**Travail demandé:** Recopiez mot pour mot, s'il vous plaît, le passage de la page ci-dessous sur La Saison des cerfs-volants, en partant des mots « Ici, c'est l'Île » et en vous arrêtant après « l'une d'entre elles. ».

**Page:**
__________
Publié le 22 mai 2020 par Francisrichard @francisrichard
La Saison des cerfs-volants, d'Elizabeth Walcott-Hackshaw

Ce fruit ridicule et étrange me revient à l'esprit; ce fruit qui n'est même pas originaire de la Caraïbe, même pas né ici. C'est pourquoi j'ai inventé l'expression "un ramboutan" pour l'appliquer à quiconque abandonne son foyer pour toujours.

Ici, c'est l'Île de Trinidad, où est née Elizabeth Walcott-Hackshaw, une île où se déroulent les onze histoires de son recueil de nouvelles, La saison des cerfs-volants, titre de l'une d'entre elles.

Dans ce recueil il y a un certain nombre de ramboutans, des hommes comme des femmes d'ailleurs. Et ces ramboutans ne restent pas tous ici. Sans doute s'y sentent-ils trop à l'étroit et sans avenir.
__________
**Données sources:**
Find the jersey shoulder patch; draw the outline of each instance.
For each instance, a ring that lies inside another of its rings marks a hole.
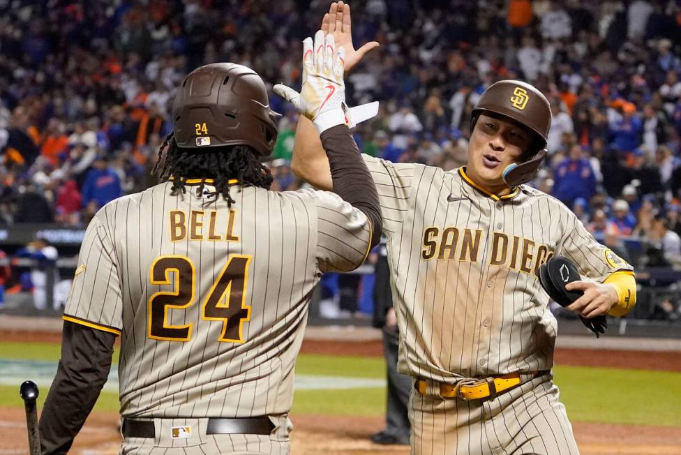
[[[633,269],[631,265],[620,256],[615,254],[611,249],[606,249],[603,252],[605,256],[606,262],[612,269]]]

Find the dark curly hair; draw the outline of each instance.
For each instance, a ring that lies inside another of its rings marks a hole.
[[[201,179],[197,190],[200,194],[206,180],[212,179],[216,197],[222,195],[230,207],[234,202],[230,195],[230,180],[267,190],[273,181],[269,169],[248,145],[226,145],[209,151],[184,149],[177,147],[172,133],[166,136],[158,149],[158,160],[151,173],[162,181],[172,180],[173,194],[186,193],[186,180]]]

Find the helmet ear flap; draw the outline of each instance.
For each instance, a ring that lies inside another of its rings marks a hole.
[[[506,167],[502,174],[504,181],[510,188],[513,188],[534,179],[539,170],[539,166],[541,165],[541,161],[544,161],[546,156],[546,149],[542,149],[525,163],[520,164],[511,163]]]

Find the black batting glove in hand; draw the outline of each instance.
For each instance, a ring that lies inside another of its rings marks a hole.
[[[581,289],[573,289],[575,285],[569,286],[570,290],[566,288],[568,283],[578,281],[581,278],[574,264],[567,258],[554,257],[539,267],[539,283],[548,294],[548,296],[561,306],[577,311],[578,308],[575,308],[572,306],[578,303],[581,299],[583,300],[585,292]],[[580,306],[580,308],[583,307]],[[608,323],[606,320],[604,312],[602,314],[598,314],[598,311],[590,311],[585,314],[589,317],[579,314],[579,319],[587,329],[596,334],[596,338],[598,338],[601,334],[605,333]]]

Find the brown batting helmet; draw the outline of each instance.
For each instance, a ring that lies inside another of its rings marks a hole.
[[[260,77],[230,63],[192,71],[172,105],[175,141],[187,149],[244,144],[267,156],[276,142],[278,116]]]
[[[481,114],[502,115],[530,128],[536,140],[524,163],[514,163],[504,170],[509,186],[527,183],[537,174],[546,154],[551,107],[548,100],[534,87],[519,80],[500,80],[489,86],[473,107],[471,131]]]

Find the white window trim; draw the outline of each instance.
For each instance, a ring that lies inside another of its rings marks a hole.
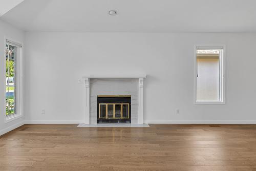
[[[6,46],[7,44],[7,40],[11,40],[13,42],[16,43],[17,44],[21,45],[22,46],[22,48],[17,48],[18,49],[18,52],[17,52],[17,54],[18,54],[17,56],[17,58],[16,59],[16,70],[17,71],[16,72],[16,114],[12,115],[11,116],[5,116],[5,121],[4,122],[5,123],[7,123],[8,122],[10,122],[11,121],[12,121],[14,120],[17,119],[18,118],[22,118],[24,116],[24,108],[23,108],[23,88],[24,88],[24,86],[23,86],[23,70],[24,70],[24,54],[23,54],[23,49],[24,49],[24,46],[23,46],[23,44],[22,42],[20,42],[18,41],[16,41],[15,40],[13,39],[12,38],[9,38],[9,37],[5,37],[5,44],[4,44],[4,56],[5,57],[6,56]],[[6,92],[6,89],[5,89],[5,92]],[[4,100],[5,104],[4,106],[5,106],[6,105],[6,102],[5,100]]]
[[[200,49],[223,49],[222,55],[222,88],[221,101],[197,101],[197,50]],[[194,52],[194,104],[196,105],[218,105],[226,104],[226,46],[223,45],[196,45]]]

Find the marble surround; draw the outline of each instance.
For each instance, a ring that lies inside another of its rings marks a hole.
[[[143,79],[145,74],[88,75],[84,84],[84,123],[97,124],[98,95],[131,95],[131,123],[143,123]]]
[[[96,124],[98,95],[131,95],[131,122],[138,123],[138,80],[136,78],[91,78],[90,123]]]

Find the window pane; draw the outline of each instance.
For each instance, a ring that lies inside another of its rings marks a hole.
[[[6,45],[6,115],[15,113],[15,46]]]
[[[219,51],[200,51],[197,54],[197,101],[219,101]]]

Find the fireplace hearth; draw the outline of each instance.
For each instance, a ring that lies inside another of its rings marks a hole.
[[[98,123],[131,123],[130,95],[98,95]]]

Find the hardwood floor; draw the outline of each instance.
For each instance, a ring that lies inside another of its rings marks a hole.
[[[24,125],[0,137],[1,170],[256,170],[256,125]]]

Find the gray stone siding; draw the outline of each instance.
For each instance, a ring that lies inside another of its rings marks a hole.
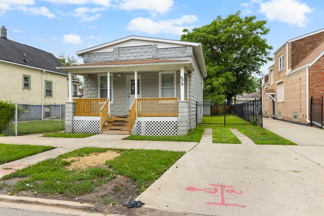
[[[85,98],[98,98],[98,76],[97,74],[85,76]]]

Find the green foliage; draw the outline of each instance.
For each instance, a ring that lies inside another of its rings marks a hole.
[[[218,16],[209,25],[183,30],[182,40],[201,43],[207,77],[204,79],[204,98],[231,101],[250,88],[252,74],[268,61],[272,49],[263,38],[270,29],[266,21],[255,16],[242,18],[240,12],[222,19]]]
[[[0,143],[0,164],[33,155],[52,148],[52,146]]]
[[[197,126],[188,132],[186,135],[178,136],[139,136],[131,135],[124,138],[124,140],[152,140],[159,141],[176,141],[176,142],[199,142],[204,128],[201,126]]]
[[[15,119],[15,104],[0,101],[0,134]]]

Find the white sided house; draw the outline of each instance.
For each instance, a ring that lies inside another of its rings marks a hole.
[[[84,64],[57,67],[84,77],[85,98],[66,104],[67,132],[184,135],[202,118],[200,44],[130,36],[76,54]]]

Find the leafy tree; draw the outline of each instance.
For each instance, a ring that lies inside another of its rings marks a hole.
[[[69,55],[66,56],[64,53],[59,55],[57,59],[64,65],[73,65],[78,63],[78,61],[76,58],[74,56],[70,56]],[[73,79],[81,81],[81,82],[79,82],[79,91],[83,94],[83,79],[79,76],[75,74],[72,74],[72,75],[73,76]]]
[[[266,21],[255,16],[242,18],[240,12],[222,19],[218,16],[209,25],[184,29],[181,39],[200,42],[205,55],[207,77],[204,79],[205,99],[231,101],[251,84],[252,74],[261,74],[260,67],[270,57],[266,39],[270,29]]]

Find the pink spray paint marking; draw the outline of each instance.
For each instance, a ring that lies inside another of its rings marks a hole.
__________
**Problème résolu:**
Ici, c'est l'Île de Trinidad, où est née Elizabeth Walcott-Hackshaw, une île où se déroulent les onze histoires de son recueil de nouvelles, La saison des cerfs-volants, titre de l'une d'entre elles.